• Given request 1: Reproduce the stretch of the infinity passage from "You may have" through "lengths at once?" word for word.

• Text excerpt:
<<<<

Infinity is not a number, it`s a free man

Infinity is not a number, and trying to treat it as one tends to be a pretty bad idea. At best you`re likely to come away with a headache, at worse the firm belief that $1=0$.

You may have met various "paradoxes'' that play on this fact (and our instinct to ignore it) before. An infinitely long line, for instance, is surely infinitely many centimetres long. It`s also, equally surely, infinitely many miles long. But each centimetre is a great deal shorter than each mile, so does this mean an infinitely long line is two different lengths at once?

The answer, of course, is to assert confidently that the question is meaningless (and, if you`re in the mood to be unkind, just shows how little the asker knows about proper mathematics) and then go back about your business untroubled by such silly quibbles.

Or, as I will hopefully convince you over the course of this article, the answer is a simple "No.''

Counting the natural numbers

You shouldn`t, I said a few paragraphs above, treat infinity as a number. You can`t count up to it, and if you have an infinitely large set (a set is a collection of objects. They can be any sort of objects, although generally mathematicians use them to talk about mathematical objects, such as numbers. An infinitely large set is, of course, one containing infinitely many objects) you`ll never be able to count all of the objects in it. It seems counterintuitive, therefore, to talk about certain infinitely large sets being "countably infinite'', but that is indeed what I`m about to do.

Consider the natural numbers (the positive, whole numbers: $1,2,3,\dots$).

There are infinitely many natural numbers (if there were only a finite number of them, there would have to be a largest natural number - what would happen if you added 1 to that number?) so the set containing all the natural numbers must be infinitely large. You`ll never be able to count them all. However, you can list them in such a way that if you counted forever, you`d be sure not to miss any out.

The natural numbers are what we use for counting anyway, so we can think of them as coming ready-listed. There is an obvious starting point (1, I am told, is the Cambridge convention, although in my heart of hearts I know the natural numbers start at 0) and a sensible order ( $1,2,3,\dots$).

To illustrate what I mean by a sensible order, imagine what would happen if you tried to count them randomly. However long you counted, you`d never be sure you`d counted them all - you could check for individual numbers in your random list, but you'd never know if they were all there, or when (if ever) you were going to reach a particular one.

>>>>

• Given request 2: Return each line of the listing below that contains the string "leucospermum". The match is case-sensitive.

• Material shown:
<<<<

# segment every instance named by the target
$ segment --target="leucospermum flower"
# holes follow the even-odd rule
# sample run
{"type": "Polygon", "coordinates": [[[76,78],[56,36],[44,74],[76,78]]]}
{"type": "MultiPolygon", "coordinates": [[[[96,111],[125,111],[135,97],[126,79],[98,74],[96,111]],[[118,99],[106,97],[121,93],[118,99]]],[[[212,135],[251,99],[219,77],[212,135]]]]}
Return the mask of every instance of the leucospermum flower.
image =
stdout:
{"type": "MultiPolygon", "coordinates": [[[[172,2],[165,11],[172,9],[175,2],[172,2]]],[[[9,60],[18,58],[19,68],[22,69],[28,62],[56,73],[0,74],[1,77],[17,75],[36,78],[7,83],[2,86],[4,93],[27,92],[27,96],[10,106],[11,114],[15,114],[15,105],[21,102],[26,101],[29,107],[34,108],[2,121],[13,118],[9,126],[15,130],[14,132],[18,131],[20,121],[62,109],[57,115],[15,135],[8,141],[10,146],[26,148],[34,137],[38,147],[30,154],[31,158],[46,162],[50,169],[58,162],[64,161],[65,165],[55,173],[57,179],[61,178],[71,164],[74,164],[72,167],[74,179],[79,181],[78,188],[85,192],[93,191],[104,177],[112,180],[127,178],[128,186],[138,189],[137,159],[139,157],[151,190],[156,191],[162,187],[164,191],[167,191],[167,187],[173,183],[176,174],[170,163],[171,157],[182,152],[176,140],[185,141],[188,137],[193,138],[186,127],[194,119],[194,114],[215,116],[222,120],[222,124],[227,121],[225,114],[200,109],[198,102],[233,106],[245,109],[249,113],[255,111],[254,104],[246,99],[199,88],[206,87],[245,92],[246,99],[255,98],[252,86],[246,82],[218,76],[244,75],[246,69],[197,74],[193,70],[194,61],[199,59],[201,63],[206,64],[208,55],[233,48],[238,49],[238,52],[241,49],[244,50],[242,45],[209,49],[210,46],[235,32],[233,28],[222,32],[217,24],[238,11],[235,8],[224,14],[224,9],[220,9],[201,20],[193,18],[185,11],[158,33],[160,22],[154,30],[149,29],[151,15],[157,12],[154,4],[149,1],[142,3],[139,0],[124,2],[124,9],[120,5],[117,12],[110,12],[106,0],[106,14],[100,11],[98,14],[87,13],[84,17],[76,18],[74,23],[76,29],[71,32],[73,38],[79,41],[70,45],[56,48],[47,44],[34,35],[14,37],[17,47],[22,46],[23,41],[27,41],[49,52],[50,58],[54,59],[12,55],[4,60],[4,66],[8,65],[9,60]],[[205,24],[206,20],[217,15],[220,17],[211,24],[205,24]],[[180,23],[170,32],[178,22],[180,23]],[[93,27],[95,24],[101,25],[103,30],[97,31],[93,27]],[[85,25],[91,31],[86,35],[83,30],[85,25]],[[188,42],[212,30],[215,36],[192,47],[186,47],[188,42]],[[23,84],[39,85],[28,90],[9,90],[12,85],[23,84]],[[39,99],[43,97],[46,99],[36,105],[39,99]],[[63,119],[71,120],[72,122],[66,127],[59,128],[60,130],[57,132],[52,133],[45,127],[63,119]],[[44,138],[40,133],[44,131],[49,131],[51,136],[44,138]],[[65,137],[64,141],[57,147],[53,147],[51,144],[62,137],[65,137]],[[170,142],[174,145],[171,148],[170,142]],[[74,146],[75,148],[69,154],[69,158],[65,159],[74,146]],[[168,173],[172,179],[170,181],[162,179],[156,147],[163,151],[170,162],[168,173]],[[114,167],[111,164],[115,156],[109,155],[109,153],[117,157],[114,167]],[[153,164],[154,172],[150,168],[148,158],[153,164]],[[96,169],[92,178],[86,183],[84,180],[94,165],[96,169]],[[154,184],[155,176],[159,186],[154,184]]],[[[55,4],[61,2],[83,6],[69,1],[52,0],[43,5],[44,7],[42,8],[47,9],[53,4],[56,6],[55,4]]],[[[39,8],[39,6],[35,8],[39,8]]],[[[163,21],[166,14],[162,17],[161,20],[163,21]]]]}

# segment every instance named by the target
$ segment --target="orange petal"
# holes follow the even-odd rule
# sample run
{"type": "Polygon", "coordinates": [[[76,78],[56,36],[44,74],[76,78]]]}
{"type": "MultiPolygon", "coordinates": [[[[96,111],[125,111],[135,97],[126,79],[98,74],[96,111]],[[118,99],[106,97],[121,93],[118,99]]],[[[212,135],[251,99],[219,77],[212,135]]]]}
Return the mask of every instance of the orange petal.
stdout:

>>>>

• Complete answer 1:
You may have met various "paradoxes'' that play on this fact (and our instinct to ignore it) before. An infinitely long line, for instance, is surely infinitely many centimetres long. It`s also, equally surely, infinitely many miles long. But each centimetre is a great deal shorter than each mile, so does this mean an infinitely long line is two different lengths at once?

• Complete answer 2:
$ segment --target="leucospermum flower"
Return the mask of every instance of the leucospermum flower.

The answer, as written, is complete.